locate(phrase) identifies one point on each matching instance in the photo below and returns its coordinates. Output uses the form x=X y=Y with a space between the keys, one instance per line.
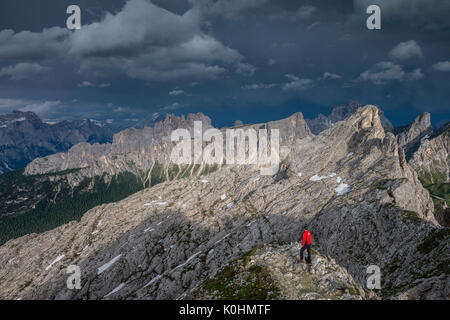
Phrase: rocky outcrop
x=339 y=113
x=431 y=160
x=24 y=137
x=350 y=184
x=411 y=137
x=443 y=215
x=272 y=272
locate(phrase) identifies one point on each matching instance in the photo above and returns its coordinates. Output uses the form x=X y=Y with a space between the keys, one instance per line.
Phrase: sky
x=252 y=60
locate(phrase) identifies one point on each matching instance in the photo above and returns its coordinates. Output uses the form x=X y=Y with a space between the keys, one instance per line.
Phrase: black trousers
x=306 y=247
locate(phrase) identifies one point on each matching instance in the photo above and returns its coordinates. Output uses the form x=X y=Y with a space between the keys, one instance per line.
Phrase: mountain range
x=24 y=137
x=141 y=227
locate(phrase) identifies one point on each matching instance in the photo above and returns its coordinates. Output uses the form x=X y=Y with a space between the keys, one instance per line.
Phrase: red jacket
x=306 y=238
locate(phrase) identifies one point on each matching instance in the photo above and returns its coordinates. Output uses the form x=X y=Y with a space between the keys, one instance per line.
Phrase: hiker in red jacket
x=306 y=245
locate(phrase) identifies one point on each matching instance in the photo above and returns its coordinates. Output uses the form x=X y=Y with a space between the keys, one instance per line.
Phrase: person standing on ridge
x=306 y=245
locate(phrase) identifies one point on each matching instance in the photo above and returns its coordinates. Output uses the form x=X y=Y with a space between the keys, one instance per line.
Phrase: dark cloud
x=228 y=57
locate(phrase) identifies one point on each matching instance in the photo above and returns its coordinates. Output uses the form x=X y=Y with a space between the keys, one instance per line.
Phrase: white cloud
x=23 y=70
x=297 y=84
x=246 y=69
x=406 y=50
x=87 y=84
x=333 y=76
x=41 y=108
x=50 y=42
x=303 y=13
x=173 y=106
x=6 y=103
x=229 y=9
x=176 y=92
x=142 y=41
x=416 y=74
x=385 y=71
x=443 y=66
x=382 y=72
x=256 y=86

◆ ◆ ◆ ◆ ◆

▶ **TASK BRIEF**
The records above need to be restated word for word, with the pictures left out.

▶ **RESPONSE**
locate(phrase) identifies one point on each matching instance in the photo below and returns its coordinates. Output uses the form x=X y=Y with a space between the keys, one instance per line.
Phrase: rocky outcrop
x=339 y=113
x=431 y=160
x=24 y=137
x=350 y=184
x=411 y=137
x=443 y=215
x=272 y=272
locate(phrase) identifies one point on each matching instance in the photo above and returns its coordinates. Output uses the form x=X y=Y with a space between the keys, one instance per line.
Phrase: sky
x=252 y=60
locate(phrase) identifies one point on each matching instance in the photo above and returns its coordinates. Output uses the form x=X y=Y with a space between the keys, one instance per line.
Phrase: black trousers
x=306 y=247
locate(phrase) identifies one point on each matching instance in the photo above and returns its coordinates. Output uses the form x=X y=Y with a space between the keys, one instance per line.
Phrase: mountain range
x=24 y=137
x=141 y=227
locate(phrase) identifies one point on each matching instance in the photo above and returns its coordinates. Output uses the form x=X y=Y with a space between the keys, one instance per line.
Phrase: red jacket
x=306 y=238
locate(phrase) identifies one point on each matching instance in the photo above and returns its coordinates. Output uses the form x=X y=Y with a space between the keys, one instance per line.
Phrase: hiker in red jacket
x=306 y=245
locate(phrase) identifies one point on each matching instance in the photo above and returns its coordinates. Output uses the form x=X y=Y with a space between the keys, one instance per line.
Phrase: person standing on ridge
x=306 y=245
locate(phrase) identifies one point on each matching instance in the photo above and returns its coordinates. Output uses the form x=X y=Y with a space between the keys, one instance per line.
Phrase: dark cloud
x=228 y=57
locate(phrase) identifies one point on each matching instance in the photo above and returns its coordinates. Output uses the form x=X y=Y with a space between the keys, one instance per line.
Phrase: white cloud
x=23 y=70
x=297 y=84
x=246 y=69
x=406 y=50
x=87 y=84
x=333 y=76
x=41 y=108
x=50 y=42
x=303 y=13
x=173 y=106
x=6 y=103
x=229 y=9
x=176 y=92
x=142 y=41
x=416 y=74
x=385 y=71
x=443 y=66
x=382 y=72
x=256 y=86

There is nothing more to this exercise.